(Challenge 1): List every act that the audit passage below says fraud may involve.

As part of an audit in accordance with SAs, we exercise professional judgment and maintain
professional skepticism throughout the audit. We also:

• Identify and assess the risks of material misstatement of the financial statements, whether due
to fraud or error, design and perform audit procedures responsive to those risks, and obtain
audit evidence that is sufficient and appropriate to provide a basis for our opinion. The risk
of not detecting a material misstatement resulting from fraud is higher than for one resulting
from error, as fraud may involve collusion, forgery, intentional omissions,
misrepresentations, or the override of internal control.

• Obtain an understanding of internal financial control relevant to the audit in order to design
audit procedures that are appropriate in the circumstances. Under section 143(3)(i) of the
Companies Act, 2013, we are also responsible for expressing our opinion on whether the
Company has adequate internal financial controls system in place and the operating
effectiveness of such controls.

• Evaluate the appropriateness of accounting policies used and the reasonableness of
accounting estimates and related disclosures made by the management.

• Conclude on the appropriateness of management's use of the going concern basis of
accounting and, based on the audit evidence obtained, whether a material uncertainty exists
related to events or conditions that may cast significant doubt on the Company's ability to
continue as a going concern. If we conclude that a material uncertainty exists, we are required
to draw attention in our auditor's report to the related disclosures in the financial statements
or, if such disclosures are inadequate, to modify our opinion. Our conclusions are based on
the audit evidence obtained up to the date of our auditor's report. However, future events or
conditions may cause the Company to cease to continue as a going concern.

(Challenge 2): Now set the audit passage aside and identify each line of the records below that contains the string "tassel", treating uppercase and lowercase as different.

(Records supplied):
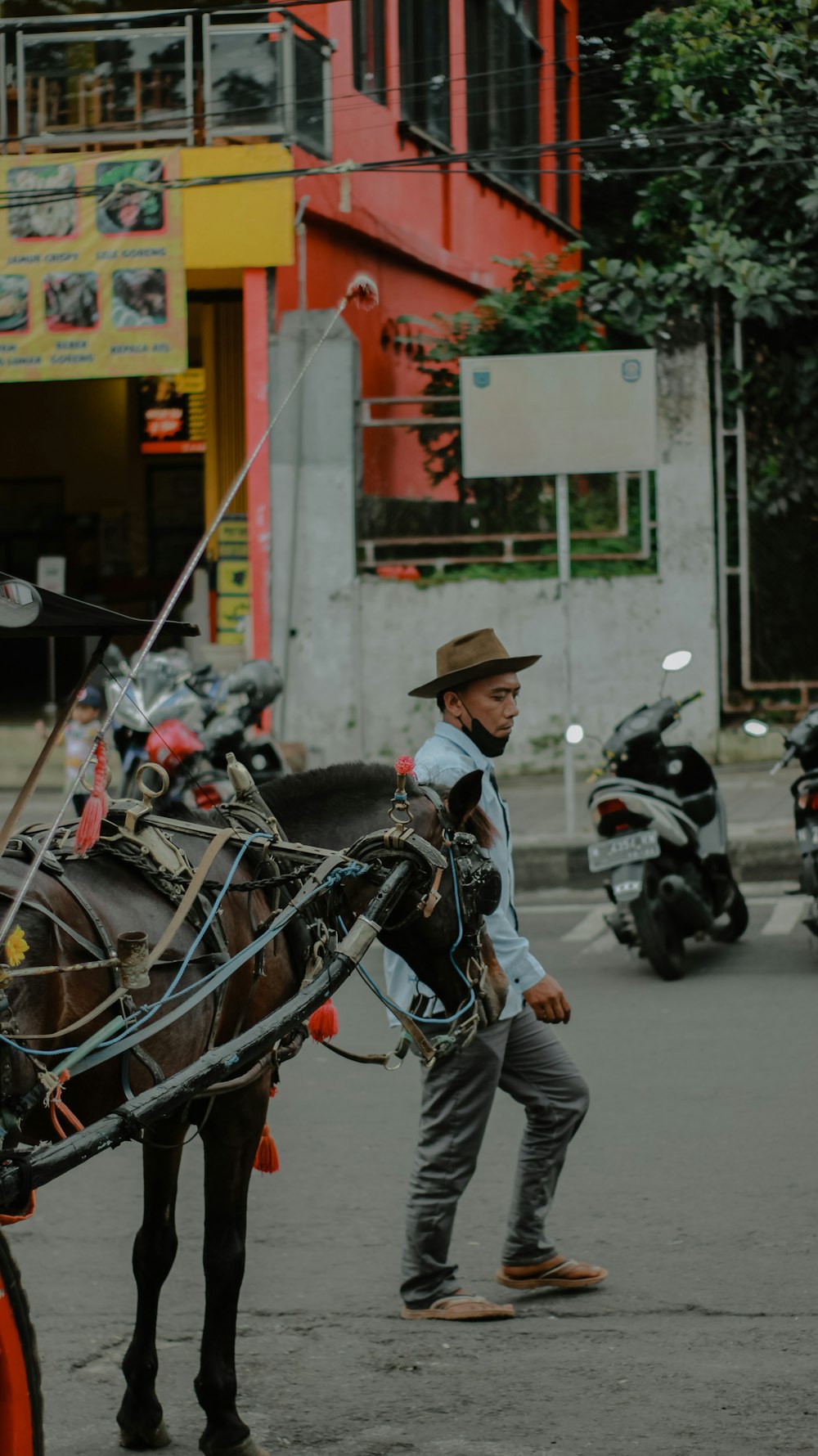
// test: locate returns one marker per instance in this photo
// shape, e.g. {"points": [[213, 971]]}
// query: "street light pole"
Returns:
{"points": [[564, 575]]}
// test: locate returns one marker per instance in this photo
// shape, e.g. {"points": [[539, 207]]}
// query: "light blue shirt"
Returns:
{"points": [[442, 761]]}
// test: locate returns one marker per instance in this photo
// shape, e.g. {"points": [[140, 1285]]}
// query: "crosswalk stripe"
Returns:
{"points": [[786, 914], [590, 926]]}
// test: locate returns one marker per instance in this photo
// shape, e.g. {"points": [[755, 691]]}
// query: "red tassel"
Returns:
{"points": [[267, 1153], [95, 807], [364, 291], [323, 1022]]}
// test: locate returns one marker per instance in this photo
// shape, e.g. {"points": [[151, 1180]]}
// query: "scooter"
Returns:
{"points": [[801, 743], [188, 721], [663, 839]]}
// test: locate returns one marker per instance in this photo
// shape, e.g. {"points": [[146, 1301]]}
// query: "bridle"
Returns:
{"points": [[476, 884]]}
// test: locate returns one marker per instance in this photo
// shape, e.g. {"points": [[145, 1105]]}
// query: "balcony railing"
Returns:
{"points": [[164, 76]]}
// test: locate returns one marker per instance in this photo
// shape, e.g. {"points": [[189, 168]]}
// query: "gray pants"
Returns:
{"points": [[526, 1058]]}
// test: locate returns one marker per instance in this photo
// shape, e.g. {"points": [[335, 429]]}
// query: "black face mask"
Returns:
{"points": [[488, 743]]}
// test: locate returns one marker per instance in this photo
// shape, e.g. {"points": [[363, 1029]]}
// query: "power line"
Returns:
{"points": [[459, 162]]}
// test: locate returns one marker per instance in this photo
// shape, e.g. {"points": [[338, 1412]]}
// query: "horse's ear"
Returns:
{"points": [[463, 797]]}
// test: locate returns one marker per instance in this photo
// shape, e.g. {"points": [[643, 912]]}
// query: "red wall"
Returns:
{"points": [[427, 238]]}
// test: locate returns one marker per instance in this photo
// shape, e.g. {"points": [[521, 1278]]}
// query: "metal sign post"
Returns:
{"points": [[560, 414], [564, 574]]}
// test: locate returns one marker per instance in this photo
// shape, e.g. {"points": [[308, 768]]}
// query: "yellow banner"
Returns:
{"points": [[92, 276]]}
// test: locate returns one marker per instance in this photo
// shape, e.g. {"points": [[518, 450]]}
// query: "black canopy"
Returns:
{"points": [[31, 612]]}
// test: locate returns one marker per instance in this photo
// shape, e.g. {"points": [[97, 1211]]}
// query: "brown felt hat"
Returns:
{"points": [[466, 658]]}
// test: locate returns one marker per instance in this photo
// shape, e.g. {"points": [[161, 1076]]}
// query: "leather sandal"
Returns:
{"points": [[555, 1273], [461, 1306]]}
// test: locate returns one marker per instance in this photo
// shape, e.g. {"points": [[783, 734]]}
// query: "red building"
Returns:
{"points": [[472, 102], [422, 80]]}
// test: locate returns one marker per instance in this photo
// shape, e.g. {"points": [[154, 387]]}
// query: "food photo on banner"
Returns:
{"points": [[92, 276]]}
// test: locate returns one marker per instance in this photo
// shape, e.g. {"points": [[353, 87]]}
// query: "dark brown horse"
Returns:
{"points": [[330, 807]]}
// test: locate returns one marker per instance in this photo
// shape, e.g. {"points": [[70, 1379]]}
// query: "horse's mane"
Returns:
{"points": [[339, 782]]}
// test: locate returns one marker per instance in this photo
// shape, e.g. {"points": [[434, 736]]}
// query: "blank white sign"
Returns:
{"points": [[560, 414]]}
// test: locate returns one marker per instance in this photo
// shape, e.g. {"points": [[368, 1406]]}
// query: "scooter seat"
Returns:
{"points": [[700, 807]]}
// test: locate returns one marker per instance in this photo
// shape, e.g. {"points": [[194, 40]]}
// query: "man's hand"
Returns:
{"points": [[547, 1000]]}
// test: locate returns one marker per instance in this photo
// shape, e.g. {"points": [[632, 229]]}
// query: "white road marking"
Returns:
{"points": [[603, 946], [788, 912], [590, 925], [536, 907]]}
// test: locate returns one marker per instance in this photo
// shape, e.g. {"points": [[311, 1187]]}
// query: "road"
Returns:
{"points": [[693, 1180]]}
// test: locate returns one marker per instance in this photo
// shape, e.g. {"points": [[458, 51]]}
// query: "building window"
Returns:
{"points": [[369, 50], [424, 65], [562, 101], [502, 89]]}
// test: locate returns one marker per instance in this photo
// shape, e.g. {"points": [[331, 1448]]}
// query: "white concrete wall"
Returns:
{"points": [[358, 644]]}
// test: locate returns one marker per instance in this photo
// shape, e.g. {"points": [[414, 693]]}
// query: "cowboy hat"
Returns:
{"points": [[466, 658]]}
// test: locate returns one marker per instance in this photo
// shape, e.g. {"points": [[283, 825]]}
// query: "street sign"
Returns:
{"points": [[560, 414]]}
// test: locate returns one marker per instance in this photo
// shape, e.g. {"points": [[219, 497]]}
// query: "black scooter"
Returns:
{"points": [[801, 743], [663, 839]]}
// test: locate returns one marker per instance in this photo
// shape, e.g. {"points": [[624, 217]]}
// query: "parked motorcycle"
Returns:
{"points": [[190, 720], [801, 741], [663, 839]]}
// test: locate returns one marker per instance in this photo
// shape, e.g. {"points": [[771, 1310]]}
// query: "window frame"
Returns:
{"points": [[369, 41], [421, 48], [495, 124]]}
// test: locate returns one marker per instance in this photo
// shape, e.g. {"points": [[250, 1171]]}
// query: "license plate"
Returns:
{"points": [[623, 849]]}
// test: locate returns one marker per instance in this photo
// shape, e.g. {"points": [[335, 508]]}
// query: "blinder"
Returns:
{"points": [[479, 879]]}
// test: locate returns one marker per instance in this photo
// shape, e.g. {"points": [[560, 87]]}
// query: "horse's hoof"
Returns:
{"points": [[136, 1440], [246, 1448]]}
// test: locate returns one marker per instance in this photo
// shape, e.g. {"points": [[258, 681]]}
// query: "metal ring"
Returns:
{"points": [[164, 778], [89, 787]]}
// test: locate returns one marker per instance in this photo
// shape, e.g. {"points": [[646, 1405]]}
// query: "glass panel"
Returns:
{"points": [[245, 82], [128, 80], [309, 97]]}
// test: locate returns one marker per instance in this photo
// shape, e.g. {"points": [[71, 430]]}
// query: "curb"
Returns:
{"points": [[556, 862]]}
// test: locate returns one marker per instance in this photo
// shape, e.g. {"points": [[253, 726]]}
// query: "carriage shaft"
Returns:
{"points": [[127, 1121]]}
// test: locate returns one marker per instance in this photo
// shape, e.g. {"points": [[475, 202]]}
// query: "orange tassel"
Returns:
{"points": [[95, 807], [323, 1022], [267, 1153]]}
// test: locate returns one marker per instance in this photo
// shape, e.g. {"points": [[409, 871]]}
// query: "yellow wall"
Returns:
{"points": [[237, 225]]}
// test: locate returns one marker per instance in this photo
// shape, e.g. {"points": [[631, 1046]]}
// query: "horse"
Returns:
{"points": [[330, 807]]}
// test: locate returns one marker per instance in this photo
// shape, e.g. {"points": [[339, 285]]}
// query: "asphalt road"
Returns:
{"points": [[693, 1180]]}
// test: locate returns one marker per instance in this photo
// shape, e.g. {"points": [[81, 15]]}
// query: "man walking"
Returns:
{"points": [[476, 690]]}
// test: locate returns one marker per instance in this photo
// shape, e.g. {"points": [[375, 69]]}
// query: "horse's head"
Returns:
{"points": [[448, 948]]}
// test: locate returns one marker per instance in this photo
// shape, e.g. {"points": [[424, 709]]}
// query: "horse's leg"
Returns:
{"points": [[142, 1426], [231, 1136]]}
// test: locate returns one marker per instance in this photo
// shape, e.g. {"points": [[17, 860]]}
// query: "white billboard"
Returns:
{"points": [[560, 414]]}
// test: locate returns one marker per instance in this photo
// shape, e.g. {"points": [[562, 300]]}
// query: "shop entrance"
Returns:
{"points": [[93, 472]]}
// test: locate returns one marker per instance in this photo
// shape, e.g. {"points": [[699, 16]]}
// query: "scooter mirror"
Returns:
{"points": [[674, 662]]}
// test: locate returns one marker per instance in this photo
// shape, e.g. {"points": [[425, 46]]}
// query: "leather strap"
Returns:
{"points": [[184, 907]]}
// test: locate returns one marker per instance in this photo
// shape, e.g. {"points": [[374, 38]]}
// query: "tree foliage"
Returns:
{"points": [[719, 127], [537, 313]]}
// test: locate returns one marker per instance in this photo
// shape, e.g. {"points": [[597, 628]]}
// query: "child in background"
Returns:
{"points": [[78, 739]]}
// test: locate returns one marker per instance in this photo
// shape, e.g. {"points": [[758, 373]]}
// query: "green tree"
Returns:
{"points": [[537, 313], [719, 130]]}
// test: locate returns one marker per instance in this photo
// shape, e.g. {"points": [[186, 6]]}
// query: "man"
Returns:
{"points": [[476, 690]]}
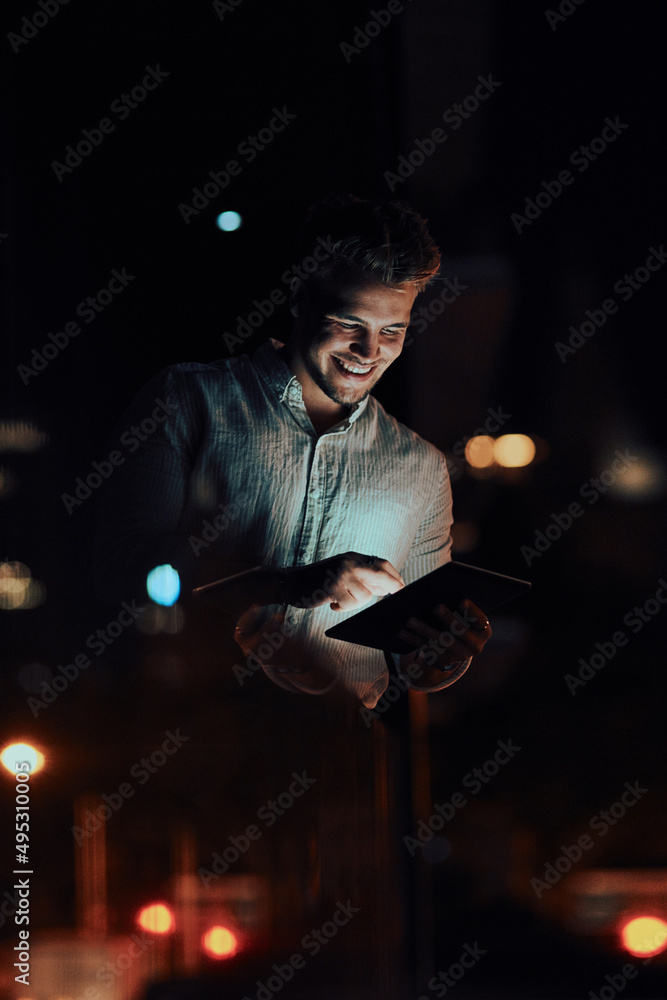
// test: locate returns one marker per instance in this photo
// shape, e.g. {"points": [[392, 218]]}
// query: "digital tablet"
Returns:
{"points": [[378, 625]]}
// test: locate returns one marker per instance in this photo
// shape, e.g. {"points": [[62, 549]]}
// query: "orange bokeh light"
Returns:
{"points": [[157, 918], [644, 936], [219, 942]]}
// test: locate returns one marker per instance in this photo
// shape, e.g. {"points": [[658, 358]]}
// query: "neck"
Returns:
{"points": [[323, 411]]}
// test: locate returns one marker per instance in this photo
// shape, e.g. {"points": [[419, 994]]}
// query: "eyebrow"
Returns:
{"points": [[357, 319]]}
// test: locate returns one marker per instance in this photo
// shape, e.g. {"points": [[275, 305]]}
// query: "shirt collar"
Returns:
{"points": [[283, 383]]}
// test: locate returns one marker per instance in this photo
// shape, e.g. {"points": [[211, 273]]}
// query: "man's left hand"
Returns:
{"points": [[464, 634]]}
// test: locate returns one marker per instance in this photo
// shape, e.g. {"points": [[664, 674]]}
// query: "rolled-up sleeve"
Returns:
{"points": [[432, 548]]}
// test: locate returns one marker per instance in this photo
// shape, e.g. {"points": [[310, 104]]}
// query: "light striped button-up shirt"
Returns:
{"points": [[238, 440]]}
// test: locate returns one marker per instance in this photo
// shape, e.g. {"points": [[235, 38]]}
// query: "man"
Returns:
{"points": [[329, 501]]}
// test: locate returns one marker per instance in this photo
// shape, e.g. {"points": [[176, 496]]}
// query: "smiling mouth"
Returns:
{"points": [[354, 371]]}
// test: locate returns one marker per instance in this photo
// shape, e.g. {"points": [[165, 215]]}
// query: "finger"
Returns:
{"points": [[462, 636], [381, 567], [350, 595]]}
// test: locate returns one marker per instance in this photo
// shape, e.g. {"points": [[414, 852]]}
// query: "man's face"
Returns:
{"points": [[348, 332]]}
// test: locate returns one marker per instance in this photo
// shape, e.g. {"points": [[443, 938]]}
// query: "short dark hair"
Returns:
{"points": [[386, 242]]}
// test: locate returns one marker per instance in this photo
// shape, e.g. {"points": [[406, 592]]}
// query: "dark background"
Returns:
{"points": [[495, 348]]}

(Right answer 1): collusion, forgery, intentional omissions, misrepresentations, the override of internal control

(Right answer 2):
// query: "red tassel"
// query: "orange tassel"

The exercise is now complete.